____ DATA EXTRACT
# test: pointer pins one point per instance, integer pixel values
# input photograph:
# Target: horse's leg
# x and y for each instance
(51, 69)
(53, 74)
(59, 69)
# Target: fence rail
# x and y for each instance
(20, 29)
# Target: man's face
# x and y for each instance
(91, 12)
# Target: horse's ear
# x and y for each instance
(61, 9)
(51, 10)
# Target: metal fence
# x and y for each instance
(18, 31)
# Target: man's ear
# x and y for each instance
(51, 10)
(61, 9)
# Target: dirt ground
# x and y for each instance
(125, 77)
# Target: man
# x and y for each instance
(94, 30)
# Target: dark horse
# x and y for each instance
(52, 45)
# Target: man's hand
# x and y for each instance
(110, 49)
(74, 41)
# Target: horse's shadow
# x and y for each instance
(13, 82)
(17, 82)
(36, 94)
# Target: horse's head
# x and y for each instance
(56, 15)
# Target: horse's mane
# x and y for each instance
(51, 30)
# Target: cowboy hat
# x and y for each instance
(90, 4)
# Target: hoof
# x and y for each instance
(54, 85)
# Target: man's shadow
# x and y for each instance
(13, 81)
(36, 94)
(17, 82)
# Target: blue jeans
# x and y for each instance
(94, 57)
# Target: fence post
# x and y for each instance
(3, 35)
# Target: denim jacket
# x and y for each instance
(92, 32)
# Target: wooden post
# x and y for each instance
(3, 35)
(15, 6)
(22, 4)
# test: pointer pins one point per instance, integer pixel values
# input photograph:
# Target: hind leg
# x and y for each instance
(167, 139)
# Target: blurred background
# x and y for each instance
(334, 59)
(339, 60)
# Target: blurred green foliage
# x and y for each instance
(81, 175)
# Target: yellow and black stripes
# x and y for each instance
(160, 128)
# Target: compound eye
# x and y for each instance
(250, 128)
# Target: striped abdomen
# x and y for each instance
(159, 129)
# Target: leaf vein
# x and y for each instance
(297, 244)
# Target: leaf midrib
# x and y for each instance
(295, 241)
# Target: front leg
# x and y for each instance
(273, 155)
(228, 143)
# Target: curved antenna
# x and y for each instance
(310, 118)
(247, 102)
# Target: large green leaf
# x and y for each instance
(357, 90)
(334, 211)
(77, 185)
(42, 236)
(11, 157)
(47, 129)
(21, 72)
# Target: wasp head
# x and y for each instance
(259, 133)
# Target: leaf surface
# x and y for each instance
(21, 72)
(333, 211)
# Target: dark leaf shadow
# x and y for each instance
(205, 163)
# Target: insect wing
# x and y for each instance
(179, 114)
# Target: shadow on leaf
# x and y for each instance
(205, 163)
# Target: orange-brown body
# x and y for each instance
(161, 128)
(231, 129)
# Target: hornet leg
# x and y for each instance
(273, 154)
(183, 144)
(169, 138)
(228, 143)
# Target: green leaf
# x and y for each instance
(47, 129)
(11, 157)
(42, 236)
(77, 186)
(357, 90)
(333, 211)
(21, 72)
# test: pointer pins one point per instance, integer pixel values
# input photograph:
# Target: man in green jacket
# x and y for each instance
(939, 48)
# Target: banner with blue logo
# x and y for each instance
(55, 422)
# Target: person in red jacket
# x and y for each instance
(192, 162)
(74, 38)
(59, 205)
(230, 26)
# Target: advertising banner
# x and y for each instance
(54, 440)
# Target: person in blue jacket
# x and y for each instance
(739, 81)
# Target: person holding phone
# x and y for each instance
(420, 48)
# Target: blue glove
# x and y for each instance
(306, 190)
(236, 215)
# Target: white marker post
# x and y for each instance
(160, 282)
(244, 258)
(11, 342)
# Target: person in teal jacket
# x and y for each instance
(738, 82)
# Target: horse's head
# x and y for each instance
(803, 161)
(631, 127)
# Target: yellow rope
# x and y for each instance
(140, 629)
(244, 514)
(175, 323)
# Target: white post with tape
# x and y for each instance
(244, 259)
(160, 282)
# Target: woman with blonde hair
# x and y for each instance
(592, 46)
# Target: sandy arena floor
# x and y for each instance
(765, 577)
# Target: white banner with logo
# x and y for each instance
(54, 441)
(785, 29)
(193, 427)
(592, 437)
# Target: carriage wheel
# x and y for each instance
________
Recast every row above as a numbered list, omitting any blank lines.

1. # test: pointer pins one point per instance, integer pixel values
2. # input photograph:
3. # Target: horse's leg
4. # x and y for each instance
5. (51, 69)
6. (53, 74)
7. (59, 69)
8. # Target: fence rail
9. # x and y for each instance
10. (20, 29)
11. # Target: man's face
12. # x and y for each instance
13. (91, 12)
14. # Target: horse's ear
15. # x and y for each instance
16. (61, 9)
17. (51, 10)
18. # Target: metal fence
19. # x and y for each instance
20. (18, 31)
21. # Target: man's ear
22. # x and y for each instance
23. (51, 10)
24. (61, 9)
25. # Target: dirt ground
26. # x and y for each instance
27. (125, 77)
28. # Target: man
29. # x and y for each instance
30. (94, 30)
31. # Target: dark horse
32. # x and y for each instance
33. (52, 45)
34. # Target: man's hand
35. # x and y for each instance
36. (110, 49)
37. (74, 41)
38. # Target: horse's shadow
39. # x and y for each instance
40. (13, 82)
41. (17, 82)
42. (36, 94)
43. # Target: horse's head
44. # x and y for each instance
45. (56, 15)
46. # Target: horse's mane
47. # x and y for each instance
48. (51, 30)
49. # Target: cowboy hat
50. # x and y for each instance
51. (90, 4)
52. # Target: hoof
53. # x and y for each instance
54. (54, 85)
55. # Target: man's shadow
56. # x and y for each instance
57. (13, 81)
58. (36, 94)
59. (17, 82)
60. # Target: blue jeans
61. # x and y for each instance
62. (94, 57)
63. # Target: fence post
64. # x and y for each instance
65. (3, 35)
66. # Target: denim jacket
67. # x and y for each instance
68. (92, 32)
69. # Target: wooden post
70. # x and y for each instance
71. (3, 35)
72. (15, 6)
73. (22, 4)
74. # test: pointer pins one point per instance, integer pixel values
75. # input photograph:
76. # Target: hind leg
77. # x and y for each instance
78. (167, 139)
79. # Target: blurred background
80. # x and y for each instance
81. (334, 59)
82. (339, 60)
83. # Target: blurred green foliage
84. # x and y for each instance
85. (81, 175)
86. # Target: yellow and black stripes
87. # x and y for each instance
88. (160, 128)
89. # Target: compound eye
90. # x and y for each instance
91. (250, 128)
92. # Target: striped abdomen
93. # x and y for each instance
94. (159, 129)
95. # Target: leaf vein
96. # x and y for each instance
97. (297, 244)
98. # Target: leaf midrib
99. # x and y for each instance
100. (295, 241)
101. # Target: front leg
102. # x and y for each instance
103. (273, 155)
104. (228, 143)
105. # Target: curved antenna
106. # x and y for each instance
107. (310, 118)
108. (247, 102)
109. # Target: large green leaf
110. # x and y for each instance
111. (357, 90)
112. (334, 211)
113. (77, 185)
114. (42, 236)
115. (11, 157)
116. (47, 129)
117. (21, 72)
118. # Target: wasp head
119. # x and y for each instance
120. (259, 133)
121. # Target: leaf surface
122. # x and y for each instance
123. (21, 72)
124. (333, 211)
125. # Target: dark leaf shadow
126. # x and y for each instance
127. (205, 163)
128. # Target: insect wing
129. # x and y for each instance
130. (179, 114)
131. # Target: shadow on leaf
132. # x and y for each instance
133. (205, 163)
134. # Target: orange-brown body
135. # x and y for each instance
136. (161, 128)
137. (231, 129)
138. # Target: hornet leg
139. # x and y for each instance
140. (273, 154)
141. (183, 144)
142. (169, 138)
143. (228, 143)
144. # Target: green leaf
145. # x and y for each instance
146. (47, 129)
147. (11, 157)
148. (42, 236)
149. (77, 186)
150. (357, 90)
151. (333, 211)
152. (21, 72)
153. # test: pointer pins one point per instance, integer pixel values
154. # input photograph:
155. # Target: man in green jacket
156. # x and y for each instance
157. (939, 48)
158. # Target: banner with blue logo
159. # x and y for each instance
160. (55, 422)
161. # Target: person in red jacket
162. # x and y for each instance
163. (192, 162)
164. (74, 38)
165. (59, 205)
166. (230, 26)
167. # Target: advertising banner
168. # x and y for each instance
169. (54, 440)
170. # Target: person in blue jacket
171. # x and y for each instance
172. (739, 81)
173. # Target: person holding phone
174. # x and y for each instance
175. (420, 48)
176. # Target: blue glove
177. # x and y for each instance
178. (306, 190)
179. (236, 215)
180. # Target: white marker post
181. # x and y for each instance
182. (160, 282)
183. (244, 258)
184. (11, 342)
185. # Target: person in teal jacket
186. # x and y for each instance
187. (738, 82)
188. # Target: horse's head
189. # x and y for each instance
190. (803, 161)
191. (631, 127)
192. # Target: yellow rope
193. # x and y for each instance
194. (140, 629)
195. (244, 514)
196. (175, 323)
197. # Target: white post with tape
198. # x and y for each instance
199. (244, 259)
200. (160, 282)
201. # Target: woman with blonde hair
202. # x and y for each instance
203. (592, 46)
204. # Target: sandy arena floor
205. # x and y for each instance
206. (765, 577)
207. # Target: white banner with logo
208. # x and y for each instance
209. (54, 441)
210. (785, 29)
211. (193, 427)
212. (592, 437)
213. # Target: carriage wheel
214. # x and y for each instance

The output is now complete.